ML Recommendation System with MLOps and Microservices

A modular, scalable machine learning recommendation system built with FastAPI microservices, Docker containers, Kubernetes orchestration, AWS S3 for model storage, and ClearML for experiment tracking.

Overview

This project demonstrates the design, deployment, and management of a real-time ML recommendation system using MLOps principles. It includes:

Collaborative Filtering
Hybrid Recommendations
Popularity-Based Recommendations
Input Handling Service
Automated Model Update Service

Each service is containerized and deployed as a microservice within a Kubernetes cluster.

Features

FastAPI-based APIs for each recommendation module
Asynchronous, modular architecture
Automated model retraining via Kubernetes CronJob
Experiment tracking using ClearML
Cloud storage and model persistence via AWS S3
Kubernetes deployment-ready YAML files
Postman-compatible API testing
CI/CD pipeline support (planned for future)

System Architecture

Each pod is responsible for a specific service and interacts with S3 to load or update models. The model update job runs on a scheduled CronJob and logs metrics via ClearML.

Tech Stack

Component	Tool/Framework
Web Framework	FastAPI
Containerization	Docker
Orchestration	Kubernetes (Minikube)
Storage	AWS S3
Experiment Tracking	ClearML
Automation	Kubernetes CronJob
Development	Python, Jupyter

Recommendation Modules

Collaborative Filtering

Uses matrix factorization techniques (like ALS or SVD) to learn latent user and item features based on past user-item interactions. This approach helps personalize recommendations by identifying similar behavior patterns across users.

### [SUPPLIED INFORMATION]
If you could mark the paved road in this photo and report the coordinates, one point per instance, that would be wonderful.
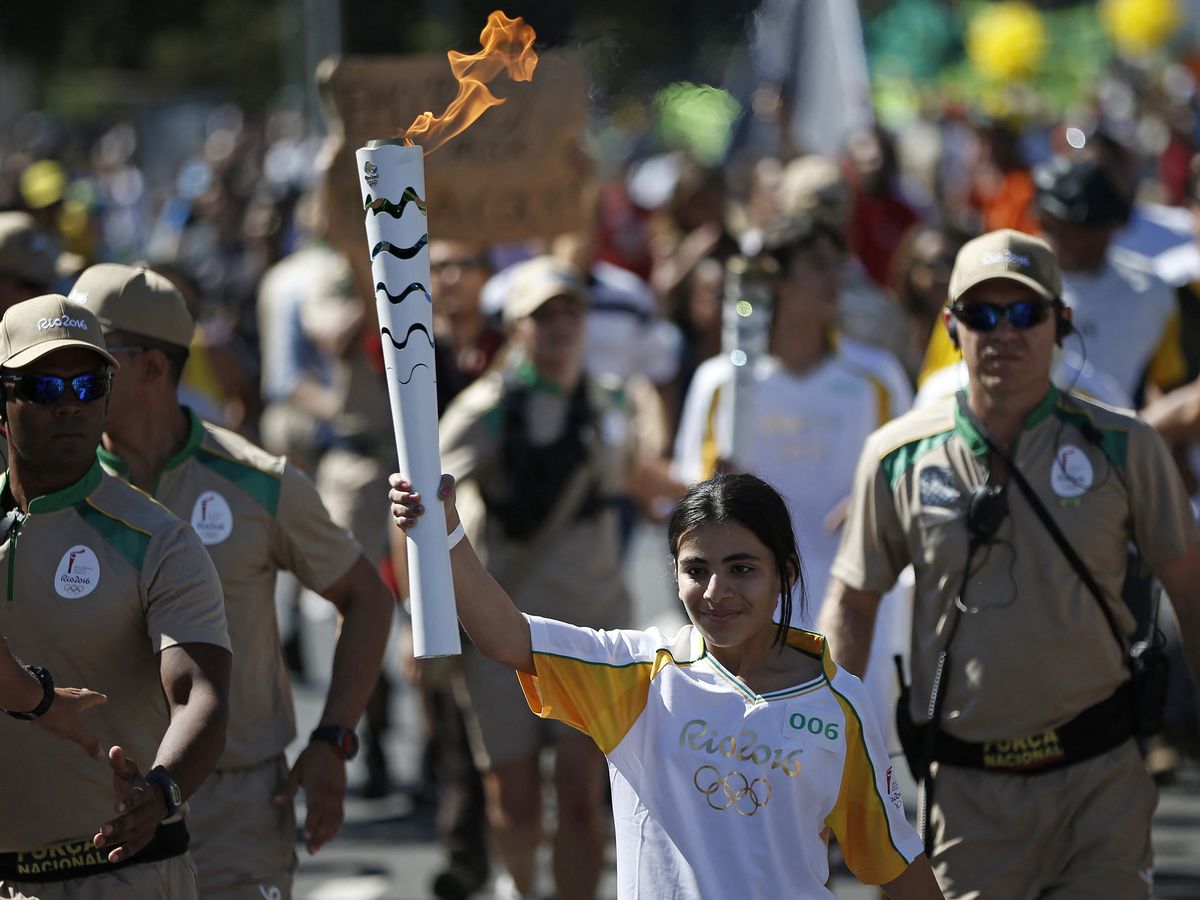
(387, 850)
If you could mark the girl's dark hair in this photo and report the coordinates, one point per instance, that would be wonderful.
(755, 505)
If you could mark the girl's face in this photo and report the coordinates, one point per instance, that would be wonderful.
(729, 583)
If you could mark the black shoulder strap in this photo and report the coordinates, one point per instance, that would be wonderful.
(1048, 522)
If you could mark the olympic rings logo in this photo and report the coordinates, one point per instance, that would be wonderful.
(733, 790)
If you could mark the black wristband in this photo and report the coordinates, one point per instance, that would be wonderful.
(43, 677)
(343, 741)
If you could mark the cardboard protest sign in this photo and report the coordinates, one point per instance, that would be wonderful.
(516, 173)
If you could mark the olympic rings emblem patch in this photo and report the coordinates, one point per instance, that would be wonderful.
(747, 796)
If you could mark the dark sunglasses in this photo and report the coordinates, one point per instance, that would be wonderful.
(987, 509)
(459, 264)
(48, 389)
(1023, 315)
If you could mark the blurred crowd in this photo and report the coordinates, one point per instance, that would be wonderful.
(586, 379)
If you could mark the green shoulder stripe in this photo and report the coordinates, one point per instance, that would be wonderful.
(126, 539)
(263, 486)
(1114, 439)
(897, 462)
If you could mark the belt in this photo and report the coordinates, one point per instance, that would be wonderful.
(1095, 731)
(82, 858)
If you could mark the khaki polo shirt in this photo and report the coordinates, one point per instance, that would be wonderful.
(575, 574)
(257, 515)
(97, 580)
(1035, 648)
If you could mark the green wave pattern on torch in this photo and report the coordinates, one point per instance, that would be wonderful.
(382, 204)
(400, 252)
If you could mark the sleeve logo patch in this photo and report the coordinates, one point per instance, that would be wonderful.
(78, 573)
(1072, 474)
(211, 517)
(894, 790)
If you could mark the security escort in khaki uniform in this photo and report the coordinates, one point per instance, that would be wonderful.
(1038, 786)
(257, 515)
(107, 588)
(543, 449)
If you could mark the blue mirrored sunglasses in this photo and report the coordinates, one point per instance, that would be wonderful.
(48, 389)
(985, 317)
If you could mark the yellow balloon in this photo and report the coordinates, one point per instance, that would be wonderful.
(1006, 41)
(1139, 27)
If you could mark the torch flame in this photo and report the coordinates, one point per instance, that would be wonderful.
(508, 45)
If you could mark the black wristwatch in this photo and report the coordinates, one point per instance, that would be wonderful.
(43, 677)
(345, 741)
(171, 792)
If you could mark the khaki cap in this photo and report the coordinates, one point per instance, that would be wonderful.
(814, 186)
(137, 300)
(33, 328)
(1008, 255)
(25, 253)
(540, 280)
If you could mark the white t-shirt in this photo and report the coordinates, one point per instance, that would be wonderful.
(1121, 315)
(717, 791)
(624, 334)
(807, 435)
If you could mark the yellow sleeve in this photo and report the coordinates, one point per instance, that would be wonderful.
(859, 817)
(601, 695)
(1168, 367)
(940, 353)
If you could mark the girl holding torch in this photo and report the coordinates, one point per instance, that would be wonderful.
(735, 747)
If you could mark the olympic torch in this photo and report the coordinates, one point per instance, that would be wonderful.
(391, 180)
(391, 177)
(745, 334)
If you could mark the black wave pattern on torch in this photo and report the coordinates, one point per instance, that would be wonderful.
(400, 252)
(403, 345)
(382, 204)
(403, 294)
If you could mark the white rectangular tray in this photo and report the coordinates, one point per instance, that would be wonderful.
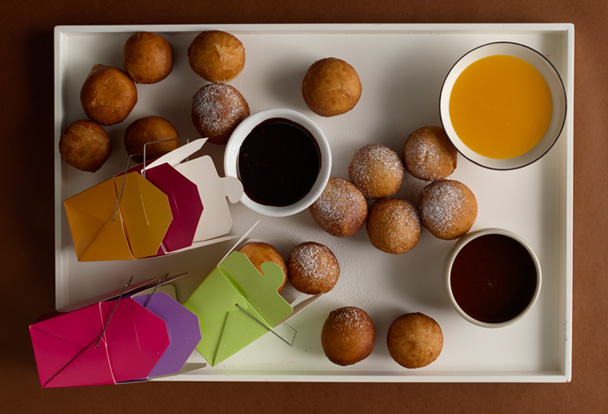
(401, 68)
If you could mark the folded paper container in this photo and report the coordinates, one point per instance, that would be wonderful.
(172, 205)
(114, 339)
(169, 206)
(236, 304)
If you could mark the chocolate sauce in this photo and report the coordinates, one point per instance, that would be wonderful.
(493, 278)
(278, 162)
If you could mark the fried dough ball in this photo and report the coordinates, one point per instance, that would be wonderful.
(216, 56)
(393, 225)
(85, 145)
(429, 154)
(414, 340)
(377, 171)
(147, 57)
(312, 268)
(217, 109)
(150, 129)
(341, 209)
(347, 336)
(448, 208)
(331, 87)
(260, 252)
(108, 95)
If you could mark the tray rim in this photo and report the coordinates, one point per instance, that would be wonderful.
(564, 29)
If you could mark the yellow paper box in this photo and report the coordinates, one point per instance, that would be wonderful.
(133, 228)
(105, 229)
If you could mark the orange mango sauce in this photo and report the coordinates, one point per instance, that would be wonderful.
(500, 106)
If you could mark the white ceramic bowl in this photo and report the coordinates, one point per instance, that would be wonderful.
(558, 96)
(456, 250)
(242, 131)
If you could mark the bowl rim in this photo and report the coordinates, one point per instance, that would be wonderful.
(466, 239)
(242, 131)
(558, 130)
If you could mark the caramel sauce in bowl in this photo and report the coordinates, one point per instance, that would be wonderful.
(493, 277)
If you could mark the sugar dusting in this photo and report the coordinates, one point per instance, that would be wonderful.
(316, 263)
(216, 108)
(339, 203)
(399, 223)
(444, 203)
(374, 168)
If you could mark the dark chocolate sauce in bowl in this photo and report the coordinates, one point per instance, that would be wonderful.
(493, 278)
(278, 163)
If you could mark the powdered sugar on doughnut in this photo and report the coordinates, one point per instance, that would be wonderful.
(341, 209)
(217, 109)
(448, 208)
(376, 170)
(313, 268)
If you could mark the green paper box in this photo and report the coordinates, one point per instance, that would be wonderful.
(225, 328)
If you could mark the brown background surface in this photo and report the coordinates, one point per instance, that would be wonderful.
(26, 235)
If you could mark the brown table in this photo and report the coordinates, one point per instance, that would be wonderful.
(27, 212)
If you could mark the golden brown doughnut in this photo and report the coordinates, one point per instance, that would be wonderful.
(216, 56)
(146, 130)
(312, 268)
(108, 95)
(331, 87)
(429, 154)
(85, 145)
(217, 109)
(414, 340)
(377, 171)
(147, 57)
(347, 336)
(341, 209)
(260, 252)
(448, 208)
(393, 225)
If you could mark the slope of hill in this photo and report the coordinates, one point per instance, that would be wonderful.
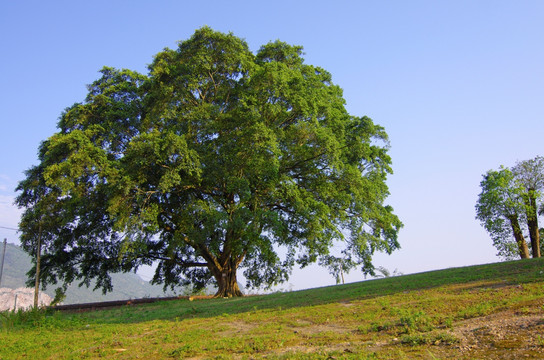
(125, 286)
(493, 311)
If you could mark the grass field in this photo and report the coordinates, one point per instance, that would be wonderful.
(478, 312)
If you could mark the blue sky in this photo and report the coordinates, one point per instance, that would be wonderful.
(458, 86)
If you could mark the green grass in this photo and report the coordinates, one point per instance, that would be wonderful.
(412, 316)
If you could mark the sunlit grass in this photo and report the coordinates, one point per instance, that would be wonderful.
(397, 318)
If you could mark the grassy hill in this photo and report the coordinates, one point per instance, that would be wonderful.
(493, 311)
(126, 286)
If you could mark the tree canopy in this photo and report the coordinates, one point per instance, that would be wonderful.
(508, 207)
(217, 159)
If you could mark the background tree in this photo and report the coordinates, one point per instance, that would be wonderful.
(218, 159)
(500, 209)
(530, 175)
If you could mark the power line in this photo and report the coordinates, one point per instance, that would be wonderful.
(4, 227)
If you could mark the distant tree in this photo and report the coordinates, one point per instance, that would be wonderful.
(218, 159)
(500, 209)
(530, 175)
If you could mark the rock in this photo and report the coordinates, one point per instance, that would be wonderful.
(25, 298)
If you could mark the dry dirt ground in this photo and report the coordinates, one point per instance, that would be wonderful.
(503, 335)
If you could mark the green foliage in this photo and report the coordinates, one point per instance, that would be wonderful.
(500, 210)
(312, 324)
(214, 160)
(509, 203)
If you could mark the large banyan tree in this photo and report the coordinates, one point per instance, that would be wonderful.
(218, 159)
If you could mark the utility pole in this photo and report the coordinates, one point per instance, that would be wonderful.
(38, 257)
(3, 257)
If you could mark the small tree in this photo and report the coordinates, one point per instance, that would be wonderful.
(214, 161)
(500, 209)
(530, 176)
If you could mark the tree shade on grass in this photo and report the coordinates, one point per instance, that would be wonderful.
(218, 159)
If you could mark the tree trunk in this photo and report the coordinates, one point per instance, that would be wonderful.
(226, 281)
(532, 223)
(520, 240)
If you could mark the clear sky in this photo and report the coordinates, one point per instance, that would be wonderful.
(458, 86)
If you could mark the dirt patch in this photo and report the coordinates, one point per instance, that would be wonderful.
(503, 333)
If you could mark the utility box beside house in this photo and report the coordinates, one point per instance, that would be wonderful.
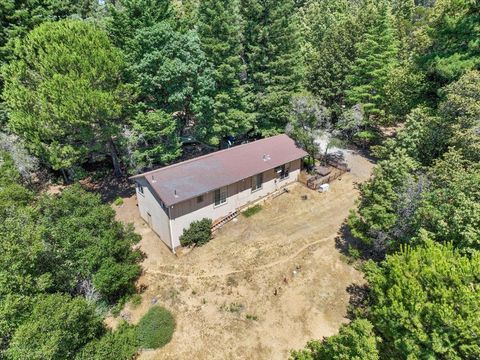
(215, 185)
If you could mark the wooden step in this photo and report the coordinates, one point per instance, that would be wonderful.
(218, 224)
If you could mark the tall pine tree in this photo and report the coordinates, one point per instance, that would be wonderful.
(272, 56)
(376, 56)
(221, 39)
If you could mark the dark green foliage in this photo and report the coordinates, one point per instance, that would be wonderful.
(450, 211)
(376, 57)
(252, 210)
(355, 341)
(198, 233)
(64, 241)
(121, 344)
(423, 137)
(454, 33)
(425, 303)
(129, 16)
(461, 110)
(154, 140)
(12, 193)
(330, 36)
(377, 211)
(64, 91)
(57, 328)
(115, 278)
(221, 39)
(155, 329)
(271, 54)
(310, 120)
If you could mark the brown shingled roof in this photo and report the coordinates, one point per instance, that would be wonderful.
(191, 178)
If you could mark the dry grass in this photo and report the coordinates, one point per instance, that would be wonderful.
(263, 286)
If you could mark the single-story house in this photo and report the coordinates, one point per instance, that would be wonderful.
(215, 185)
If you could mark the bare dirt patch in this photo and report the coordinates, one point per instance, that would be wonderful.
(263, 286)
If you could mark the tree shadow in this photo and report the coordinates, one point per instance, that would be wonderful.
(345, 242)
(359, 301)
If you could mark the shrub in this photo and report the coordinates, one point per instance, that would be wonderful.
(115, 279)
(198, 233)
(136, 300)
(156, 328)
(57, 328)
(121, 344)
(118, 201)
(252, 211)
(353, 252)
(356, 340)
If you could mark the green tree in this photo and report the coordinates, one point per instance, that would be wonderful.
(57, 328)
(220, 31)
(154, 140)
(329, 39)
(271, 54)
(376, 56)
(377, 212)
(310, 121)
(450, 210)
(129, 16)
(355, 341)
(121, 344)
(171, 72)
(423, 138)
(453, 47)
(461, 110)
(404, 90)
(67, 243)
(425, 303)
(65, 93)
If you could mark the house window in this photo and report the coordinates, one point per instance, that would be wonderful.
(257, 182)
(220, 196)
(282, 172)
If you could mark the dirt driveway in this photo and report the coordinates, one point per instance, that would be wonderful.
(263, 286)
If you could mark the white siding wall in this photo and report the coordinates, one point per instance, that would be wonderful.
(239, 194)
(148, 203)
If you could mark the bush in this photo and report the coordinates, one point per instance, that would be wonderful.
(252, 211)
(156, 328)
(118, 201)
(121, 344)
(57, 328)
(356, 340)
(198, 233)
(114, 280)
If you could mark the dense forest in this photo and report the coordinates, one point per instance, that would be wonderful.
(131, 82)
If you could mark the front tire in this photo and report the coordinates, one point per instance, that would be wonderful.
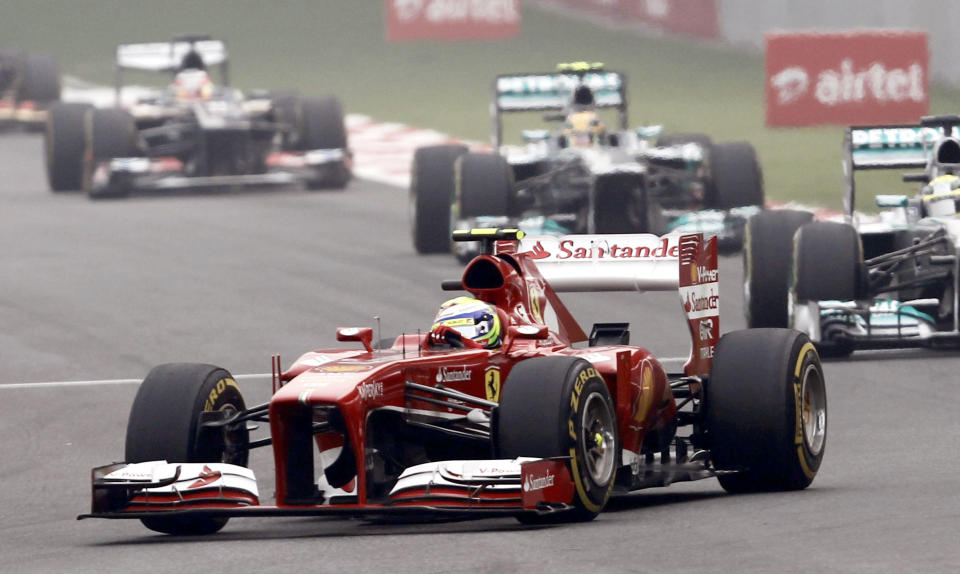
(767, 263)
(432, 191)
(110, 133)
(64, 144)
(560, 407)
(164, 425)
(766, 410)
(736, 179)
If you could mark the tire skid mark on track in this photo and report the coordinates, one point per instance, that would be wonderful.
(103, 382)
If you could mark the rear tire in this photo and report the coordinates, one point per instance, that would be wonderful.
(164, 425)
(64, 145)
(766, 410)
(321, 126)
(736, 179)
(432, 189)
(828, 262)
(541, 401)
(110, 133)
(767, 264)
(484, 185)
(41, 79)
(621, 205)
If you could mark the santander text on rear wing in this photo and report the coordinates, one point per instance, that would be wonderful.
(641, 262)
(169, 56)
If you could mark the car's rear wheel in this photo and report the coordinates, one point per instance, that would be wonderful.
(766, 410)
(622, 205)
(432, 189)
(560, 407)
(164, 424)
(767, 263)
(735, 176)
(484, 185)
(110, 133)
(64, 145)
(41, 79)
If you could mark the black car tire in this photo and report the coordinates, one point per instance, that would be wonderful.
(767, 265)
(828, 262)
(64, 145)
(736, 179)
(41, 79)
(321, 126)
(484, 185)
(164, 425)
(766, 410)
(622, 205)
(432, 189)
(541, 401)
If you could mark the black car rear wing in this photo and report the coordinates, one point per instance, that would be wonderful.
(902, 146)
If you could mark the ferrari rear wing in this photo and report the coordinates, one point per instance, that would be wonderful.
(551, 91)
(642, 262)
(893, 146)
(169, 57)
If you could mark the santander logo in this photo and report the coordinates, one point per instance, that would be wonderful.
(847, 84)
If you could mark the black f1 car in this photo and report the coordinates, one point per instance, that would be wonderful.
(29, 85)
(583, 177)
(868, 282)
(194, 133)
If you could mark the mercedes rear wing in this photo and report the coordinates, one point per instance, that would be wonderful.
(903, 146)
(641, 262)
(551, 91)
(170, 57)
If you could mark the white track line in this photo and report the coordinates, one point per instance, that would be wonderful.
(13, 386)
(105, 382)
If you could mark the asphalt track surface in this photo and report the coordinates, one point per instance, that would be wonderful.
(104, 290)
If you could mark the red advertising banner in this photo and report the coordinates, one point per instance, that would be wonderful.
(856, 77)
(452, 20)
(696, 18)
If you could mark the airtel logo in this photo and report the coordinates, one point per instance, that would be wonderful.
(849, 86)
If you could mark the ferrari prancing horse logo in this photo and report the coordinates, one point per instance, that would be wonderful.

### [REQUIRED ACTIONS]
(a) In the recommendation system description, does each of these statements agree with the text? Answer yes or no for each, and quote the words that decide it. (i) The model update job is started by hand. (ii) AWS S3 is used to store the models. (iii) CI/CD pipeline support is already part of the system.
(b) Using the recommendation system description, explain in one to three sentences how collaborative filtering personalizes recommendations.
(c) Write the next part of the recommendation system description, picking up right after its last sentence.
The lines are not needed for any of this work.

### [OUTPUTS BY TASK]
(a)
(i) No: "The model update job runs on a scheduled CronJob"
(ii) Yes: "AWS S3 for model storage"
(iii) No: "CI/CD pipeline support (planned for future)"

(b) Collaborative filtering uses matrix factorization techniques such as ALS or SVD. These techniques learn latent user and item features from past user-item interactions. This personalizes recommendations by identifying similar behavior patterns across users.

(c)
Hybrid Recommendations

Combines collaborative filtering with content-based features like category, brand, and item metadata. This balances personalization with coverage and is especially helpful in cold-start scenarios.

Popularity-Based Recommendations

Provides fallback recommendations for new or anonymous users by ranking items globally based on popularity (e.g., top-selling products). This module ensures a response is always available even without user history.

Folder Structure

Root Directory

.gitignore: Specifies files and directories to be ignored by Git.
data.ipynb: A Jupyter notebook for data exploration or preprocessing.
model_query.py: A Python script for querying models.
readme.md: This file, providing an overview of the project.
Rohan_v2.py: A Python script, likely related to a specific functionality or experiment.
s3_data.py: A script for interacting with AWS S3.
setup.py: A setup script for packaging the project.

`colab/`

Contains files related to collaborative filtering models.

api_query_example.py: Example script for querying the API.
app/: Contains the FastAPI application code for collaborative filtering.
build.sh: A script to build and run the Docker container for the collaborative filtering app.
collab_model.ipynb: Jupyter notebook for training or analyzing the collaborative filtering model.
collab_model_retrained.ipynb: Jupyter notebook for retraining the collaborative filtering model.
Dockerfile: Dockerfile for building the collaborative filtering app container.
fake.py: A placeholder or utility script.
k8s/: Kubernetes configuration files for deploying the collaborative filtering app.
requirements.txt: Python dependencies for the collaborative filtering app.

`hybrid/`

Contains files for hybrid recommendation models.

app/: Contains the FastAPI application code for hybrid models.
Dockerfile: Dockerfile for building the hybrid model app container.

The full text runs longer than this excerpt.